■ Problem to work on
Once the line containing "Target: white road marking" is found in the records below, return it and each following line exactly, up to and including the line containing "Target: road", and nothing else.

[Material provided Boundary: Start]

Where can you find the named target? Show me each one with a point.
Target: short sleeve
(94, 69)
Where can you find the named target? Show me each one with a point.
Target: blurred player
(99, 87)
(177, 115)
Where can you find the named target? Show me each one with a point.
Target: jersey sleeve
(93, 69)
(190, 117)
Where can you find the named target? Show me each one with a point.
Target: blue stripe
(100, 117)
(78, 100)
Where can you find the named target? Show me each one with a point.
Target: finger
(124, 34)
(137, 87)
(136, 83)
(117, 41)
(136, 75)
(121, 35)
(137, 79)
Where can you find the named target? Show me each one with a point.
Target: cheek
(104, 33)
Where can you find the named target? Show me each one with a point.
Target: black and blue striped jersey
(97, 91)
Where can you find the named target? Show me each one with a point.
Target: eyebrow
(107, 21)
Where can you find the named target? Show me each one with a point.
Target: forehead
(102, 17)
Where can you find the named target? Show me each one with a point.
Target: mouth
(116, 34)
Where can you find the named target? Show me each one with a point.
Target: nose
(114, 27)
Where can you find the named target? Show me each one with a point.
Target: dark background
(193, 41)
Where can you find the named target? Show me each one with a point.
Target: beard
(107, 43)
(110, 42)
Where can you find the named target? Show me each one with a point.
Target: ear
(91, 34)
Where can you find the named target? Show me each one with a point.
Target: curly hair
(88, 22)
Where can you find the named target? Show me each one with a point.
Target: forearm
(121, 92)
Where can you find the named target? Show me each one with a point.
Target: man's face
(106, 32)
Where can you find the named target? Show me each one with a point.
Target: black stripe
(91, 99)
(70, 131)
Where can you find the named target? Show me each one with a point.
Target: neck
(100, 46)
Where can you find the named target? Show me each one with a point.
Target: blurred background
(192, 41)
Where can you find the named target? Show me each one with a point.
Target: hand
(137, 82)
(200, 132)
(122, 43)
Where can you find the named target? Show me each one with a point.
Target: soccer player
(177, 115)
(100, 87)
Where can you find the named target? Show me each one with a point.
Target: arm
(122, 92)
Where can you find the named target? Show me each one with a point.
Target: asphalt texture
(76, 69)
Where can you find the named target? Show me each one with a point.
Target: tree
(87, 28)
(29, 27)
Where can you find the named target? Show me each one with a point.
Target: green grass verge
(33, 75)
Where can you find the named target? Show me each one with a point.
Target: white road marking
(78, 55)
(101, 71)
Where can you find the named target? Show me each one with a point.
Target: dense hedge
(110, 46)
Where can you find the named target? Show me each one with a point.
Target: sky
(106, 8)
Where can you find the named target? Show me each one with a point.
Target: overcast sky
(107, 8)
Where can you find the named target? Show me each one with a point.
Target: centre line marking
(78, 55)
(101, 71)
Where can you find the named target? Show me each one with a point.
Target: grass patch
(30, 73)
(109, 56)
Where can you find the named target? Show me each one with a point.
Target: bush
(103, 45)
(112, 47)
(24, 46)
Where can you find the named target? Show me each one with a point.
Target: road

[Material provided Boundary: End]
[Material provided Boundary: Start]

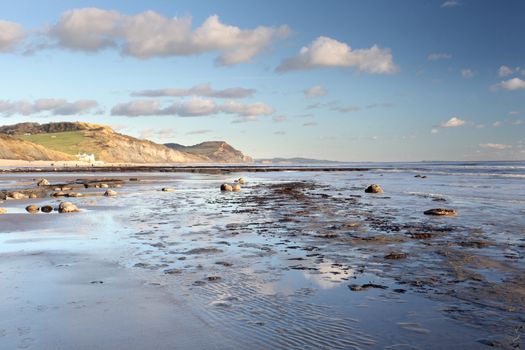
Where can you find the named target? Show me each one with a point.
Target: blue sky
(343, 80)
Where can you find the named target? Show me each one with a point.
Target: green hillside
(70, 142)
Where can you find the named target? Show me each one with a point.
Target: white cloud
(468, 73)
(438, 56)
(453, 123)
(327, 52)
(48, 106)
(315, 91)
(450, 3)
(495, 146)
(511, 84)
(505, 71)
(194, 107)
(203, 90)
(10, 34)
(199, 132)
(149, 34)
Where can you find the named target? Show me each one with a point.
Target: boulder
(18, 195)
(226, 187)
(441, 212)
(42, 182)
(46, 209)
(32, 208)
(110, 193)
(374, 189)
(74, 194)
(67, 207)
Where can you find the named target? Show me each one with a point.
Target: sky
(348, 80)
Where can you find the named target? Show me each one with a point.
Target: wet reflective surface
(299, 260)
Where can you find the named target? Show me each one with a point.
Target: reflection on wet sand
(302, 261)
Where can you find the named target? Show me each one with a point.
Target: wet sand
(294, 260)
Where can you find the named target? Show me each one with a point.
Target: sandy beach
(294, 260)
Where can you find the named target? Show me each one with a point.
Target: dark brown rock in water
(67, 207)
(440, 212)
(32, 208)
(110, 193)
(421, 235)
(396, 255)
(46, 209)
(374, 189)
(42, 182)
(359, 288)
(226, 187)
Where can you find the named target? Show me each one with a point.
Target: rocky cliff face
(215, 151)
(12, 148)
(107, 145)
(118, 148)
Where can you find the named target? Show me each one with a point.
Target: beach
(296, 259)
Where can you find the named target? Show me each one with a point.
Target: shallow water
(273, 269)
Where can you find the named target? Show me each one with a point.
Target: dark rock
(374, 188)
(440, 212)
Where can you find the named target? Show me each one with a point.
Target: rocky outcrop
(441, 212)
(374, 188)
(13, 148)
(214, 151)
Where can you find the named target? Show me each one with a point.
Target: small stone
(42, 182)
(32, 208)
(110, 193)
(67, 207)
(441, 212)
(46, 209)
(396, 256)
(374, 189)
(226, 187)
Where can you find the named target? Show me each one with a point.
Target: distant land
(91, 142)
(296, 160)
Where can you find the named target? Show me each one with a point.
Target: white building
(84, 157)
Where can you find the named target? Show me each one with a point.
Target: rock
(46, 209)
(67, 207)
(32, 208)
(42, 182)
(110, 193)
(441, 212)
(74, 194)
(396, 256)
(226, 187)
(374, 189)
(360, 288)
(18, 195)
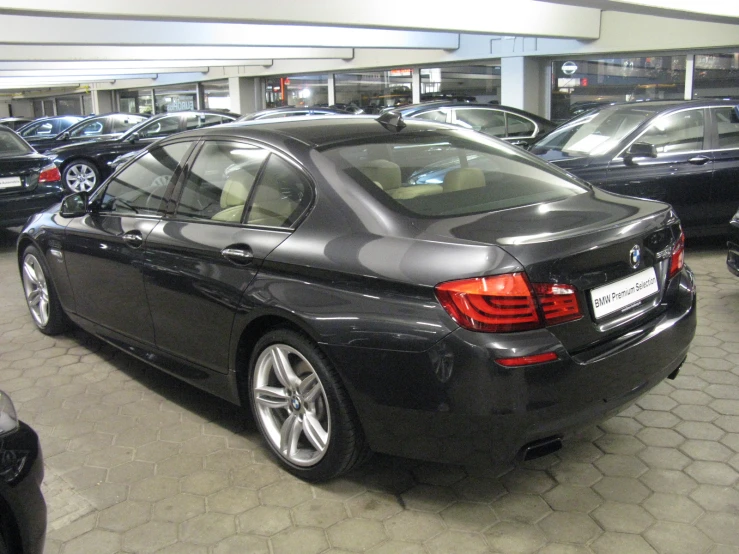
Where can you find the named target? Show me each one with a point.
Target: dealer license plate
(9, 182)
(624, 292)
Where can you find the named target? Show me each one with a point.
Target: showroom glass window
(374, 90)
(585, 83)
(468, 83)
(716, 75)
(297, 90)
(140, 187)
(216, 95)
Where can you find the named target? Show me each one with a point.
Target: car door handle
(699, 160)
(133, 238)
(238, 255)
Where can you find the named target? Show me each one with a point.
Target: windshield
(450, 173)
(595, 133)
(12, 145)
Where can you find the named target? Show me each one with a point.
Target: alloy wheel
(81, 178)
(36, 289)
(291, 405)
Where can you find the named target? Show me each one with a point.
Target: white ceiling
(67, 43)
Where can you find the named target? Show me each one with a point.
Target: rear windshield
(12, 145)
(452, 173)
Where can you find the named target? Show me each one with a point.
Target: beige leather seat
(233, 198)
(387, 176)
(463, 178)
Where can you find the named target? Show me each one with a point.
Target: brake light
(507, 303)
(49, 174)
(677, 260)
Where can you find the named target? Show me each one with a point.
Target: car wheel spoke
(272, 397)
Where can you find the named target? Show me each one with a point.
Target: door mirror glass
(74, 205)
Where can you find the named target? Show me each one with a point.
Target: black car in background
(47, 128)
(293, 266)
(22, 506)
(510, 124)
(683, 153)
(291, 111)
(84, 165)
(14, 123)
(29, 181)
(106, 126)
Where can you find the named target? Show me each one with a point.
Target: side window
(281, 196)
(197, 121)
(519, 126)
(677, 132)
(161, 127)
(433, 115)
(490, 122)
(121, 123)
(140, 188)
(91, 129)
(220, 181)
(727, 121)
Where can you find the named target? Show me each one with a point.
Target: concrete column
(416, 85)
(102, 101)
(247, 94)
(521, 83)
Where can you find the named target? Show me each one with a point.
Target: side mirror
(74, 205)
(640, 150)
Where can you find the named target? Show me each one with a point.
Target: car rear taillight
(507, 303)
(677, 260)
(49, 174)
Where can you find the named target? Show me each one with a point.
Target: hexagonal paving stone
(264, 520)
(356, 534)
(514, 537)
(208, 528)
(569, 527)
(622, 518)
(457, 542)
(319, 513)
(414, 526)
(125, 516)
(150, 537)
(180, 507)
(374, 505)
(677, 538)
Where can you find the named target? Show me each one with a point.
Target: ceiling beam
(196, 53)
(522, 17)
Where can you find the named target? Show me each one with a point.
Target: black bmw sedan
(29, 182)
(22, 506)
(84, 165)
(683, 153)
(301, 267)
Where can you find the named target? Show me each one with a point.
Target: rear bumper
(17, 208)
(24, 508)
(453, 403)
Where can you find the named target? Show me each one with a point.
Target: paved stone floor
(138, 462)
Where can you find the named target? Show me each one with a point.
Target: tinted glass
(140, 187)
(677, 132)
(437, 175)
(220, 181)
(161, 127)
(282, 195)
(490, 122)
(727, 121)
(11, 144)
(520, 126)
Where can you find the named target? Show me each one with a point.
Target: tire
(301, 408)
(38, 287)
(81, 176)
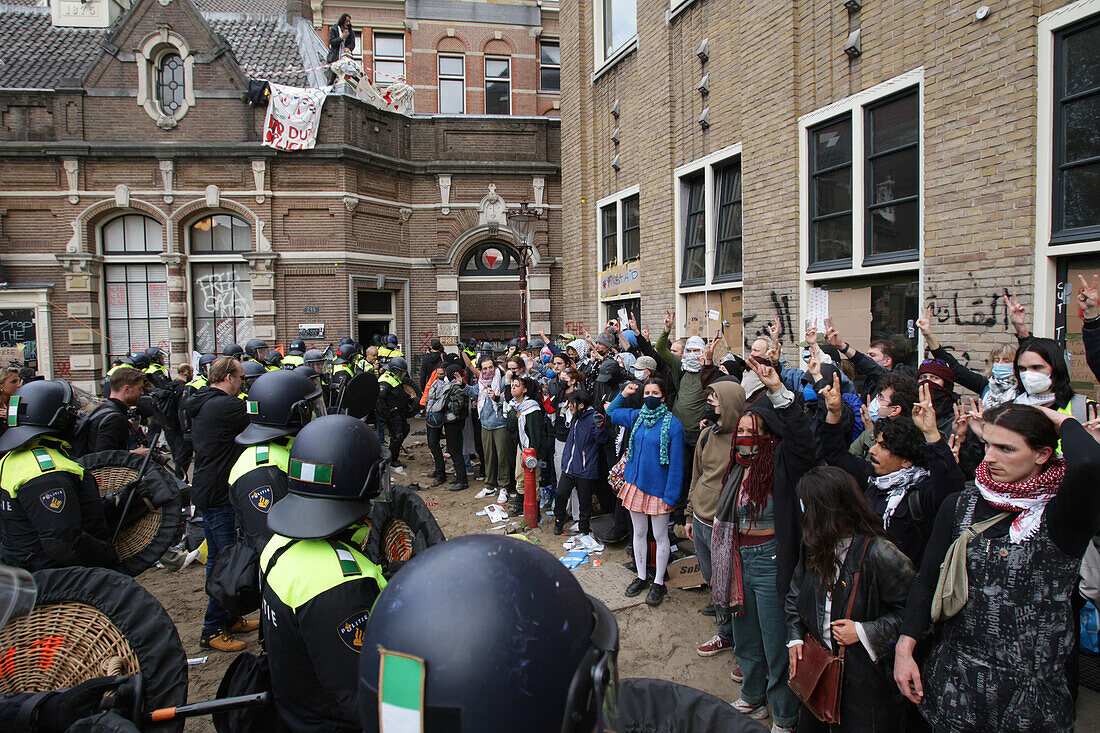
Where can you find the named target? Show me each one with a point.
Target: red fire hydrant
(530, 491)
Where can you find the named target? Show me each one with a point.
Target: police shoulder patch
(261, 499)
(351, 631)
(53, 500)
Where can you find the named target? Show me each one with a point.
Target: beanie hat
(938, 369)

[Material provided Boundary: End]
[Material provided Boundary: Start]

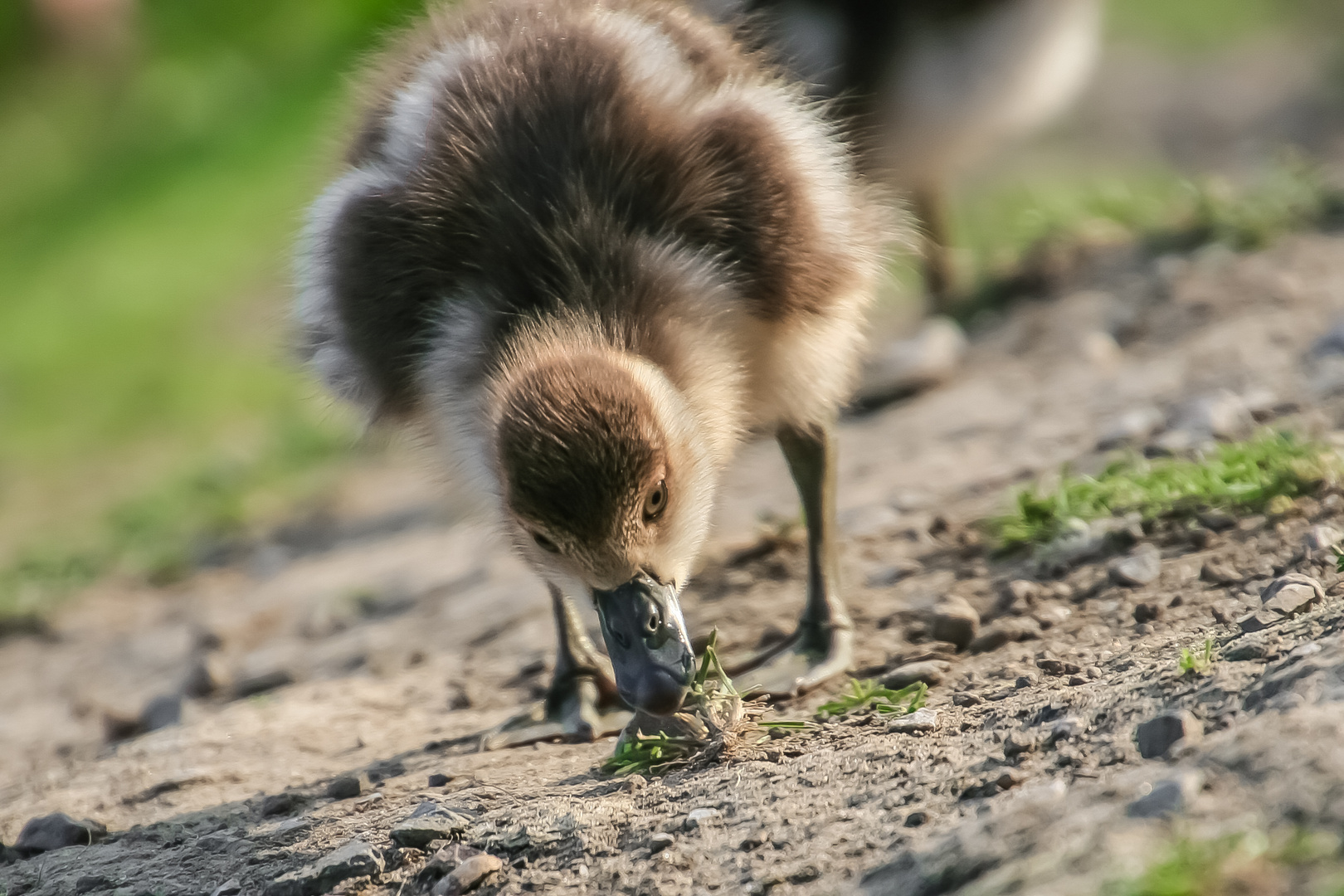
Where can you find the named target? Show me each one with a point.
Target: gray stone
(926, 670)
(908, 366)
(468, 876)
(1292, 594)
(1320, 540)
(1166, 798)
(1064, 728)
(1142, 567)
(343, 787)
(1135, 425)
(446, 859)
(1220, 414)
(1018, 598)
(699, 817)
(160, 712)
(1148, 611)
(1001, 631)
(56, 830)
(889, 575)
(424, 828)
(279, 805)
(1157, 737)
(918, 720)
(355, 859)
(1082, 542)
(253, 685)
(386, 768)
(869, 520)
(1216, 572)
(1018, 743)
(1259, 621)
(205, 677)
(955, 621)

[Material provided Boundary: End]

■ Reply
Target: white road marking
(78, 55)
(101, 71)
Where can you find the named target? Show me each one with a point.
Target: dense hedge
(110, 46)
Where can you find the named target? Show me each one with a point.
Target: sky
(106, 8)
Where can you find the named target? Show me each one with a point.
Target: overcast sky
(107, 8)
Where can you find the named target? Show me each one with a point.
Target: centre line marking
(78, 55)
(101, 71)
Where can you find the named target? Show me each one with a point.
Target: grass patch
(30, 73)
(109, 56)
Where can you find the named target? Show me each one with a point.
Target: bush
(103, 45)
(112, 47)
(24, 46)
Where can you find the named target? Show me each one with a point.
Target: road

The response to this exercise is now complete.